What you need to do:
**A.** Answer these questions using the excerpt on night duty:
(i) At what time does the parent without overnight duty get up to wake Alex?
(ii) On a bad night, about how many trips does it take before peace?
(iii) Where do the parents often find Ned when they go into the kids' bedroom half an hour after putting him to bed?
**B.** List every person named in the excerpt on night duty.

Document excerpt:
Jill and I have worked out a strategy for overnight, in which one of us handles the kids if they get up, the other gets up at 6:30 to wake Alex for the school bus. (On weekends, we split the Night Duty at 4 o'clock.) It's a gamble: 6:30 is 6:30, but if the kids sleep through the night, you get a solid seven hours, maybe more. If they don't, your Night Duty could resemble that of a ship's captain during a hurricane. More than once, too, Jill has nudged me awake to handle the kids even thought she had night duty!

Why did you do that?! I demand in the morning.

Sorry, sweetie. Could you shut the curtains a little bit?

On a bad night, I try to not push Alex back to bed. But I do send him back with fewer and fewer words each time. I start by explaining as I escort him to his positively delicious-looking bed just why he should turn in: the bus is coming in the morning; we're all going to bed, it's time to pointless drivel from dad pointless drivel from dad pointless- My explanations shrivel, eventually, to just taking his hand, hustling him back to the bed, and turning without a word to shut the door. Again and again and again. It takes about five such trips, on a bad night, before peace.

Ned isn't guiltless here, I should say, not during the evening and not during the overnight. Alex usually does go to sleep first, and we often go into their bedroom half an hour after putting Ned to bed and find him sprawled on Alex's mattress and inching his big brother off the side. (I decline to speculate from which of his parents Ned got his sleeping style.) Often too, Jill and I wake up in the wee hours to find Ned dead to the world between us, in our bed. "How did he get between us? How did he do that!?" Jill marvels.

Entries shown:
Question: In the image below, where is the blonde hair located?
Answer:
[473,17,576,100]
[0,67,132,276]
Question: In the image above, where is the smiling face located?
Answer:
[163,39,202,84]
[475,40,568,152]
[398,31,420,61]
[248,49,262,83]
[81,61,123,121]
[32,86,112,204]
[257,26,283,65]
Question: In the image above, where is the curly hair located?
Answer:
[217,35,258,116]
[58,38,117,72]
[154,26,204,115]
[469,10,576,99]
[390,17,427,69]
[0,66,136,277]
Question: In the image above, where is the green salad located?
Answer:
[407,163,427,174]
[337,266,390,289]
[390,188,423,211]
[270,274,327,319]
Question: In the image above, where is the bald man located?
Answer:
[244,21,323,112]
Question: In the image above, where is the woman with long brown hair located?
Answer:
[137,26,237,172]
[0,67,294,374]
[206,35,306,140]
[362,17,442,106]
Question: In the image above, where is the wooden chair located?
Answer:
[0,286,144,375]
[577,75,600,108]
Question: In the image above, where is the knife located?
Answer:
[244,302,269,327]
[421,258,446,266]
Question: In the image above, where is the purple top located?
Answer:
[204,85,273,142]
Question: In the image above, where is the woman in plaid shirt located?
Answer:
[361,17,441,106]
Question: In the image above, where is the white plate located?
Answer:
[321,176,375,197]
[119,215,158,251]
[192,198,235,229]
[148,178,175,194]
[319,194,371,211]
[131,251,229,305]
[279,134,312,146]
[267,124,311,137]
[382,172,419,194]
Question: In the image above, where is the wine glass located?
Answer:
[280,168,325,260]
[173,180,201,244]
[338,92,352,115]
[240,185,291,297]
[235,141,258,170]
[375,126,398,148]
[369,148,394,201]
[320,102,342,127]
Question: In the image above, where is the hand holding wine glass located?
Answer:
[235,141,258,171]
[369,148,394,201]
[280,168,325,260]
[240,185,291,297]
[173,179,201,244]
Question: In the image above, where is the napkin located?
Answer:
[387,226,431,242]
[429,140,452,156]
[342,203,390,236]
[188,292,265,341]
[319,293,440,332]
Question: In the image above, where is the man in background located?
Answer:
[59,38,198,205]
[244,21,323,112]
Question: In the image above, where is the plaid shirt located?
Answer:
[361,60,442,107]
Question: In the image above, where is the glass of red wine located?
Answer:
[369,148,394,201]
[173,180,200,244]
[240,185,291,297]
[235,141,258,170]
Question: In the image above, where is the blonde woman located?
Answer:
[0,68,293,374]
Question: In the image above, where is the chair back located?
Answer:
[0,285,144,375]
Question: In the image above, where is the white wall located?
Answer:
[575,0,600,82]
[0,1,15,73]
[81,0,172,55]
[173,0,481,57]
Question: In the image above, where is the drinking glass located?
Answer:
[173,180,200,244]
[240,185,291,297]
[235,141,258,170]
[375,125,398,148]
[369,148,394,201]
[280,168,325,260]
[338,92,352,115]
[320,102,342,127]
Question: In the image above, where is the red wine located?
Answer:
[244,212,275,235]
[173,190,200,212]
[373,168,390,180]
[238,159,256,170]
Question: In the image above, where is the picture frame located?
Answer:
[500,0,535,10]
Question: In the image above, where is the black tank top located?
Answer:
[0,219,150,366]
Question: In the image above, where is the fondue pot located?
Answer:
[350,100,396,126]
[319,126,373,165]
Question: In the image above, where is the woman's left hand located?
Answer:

Answers by item number:
**A.**
(i) 6:30
(ii) About five
(iii) Sprawled on Alex's mattress, inching his big brother off the side

**B.** Jill, Alex, Ned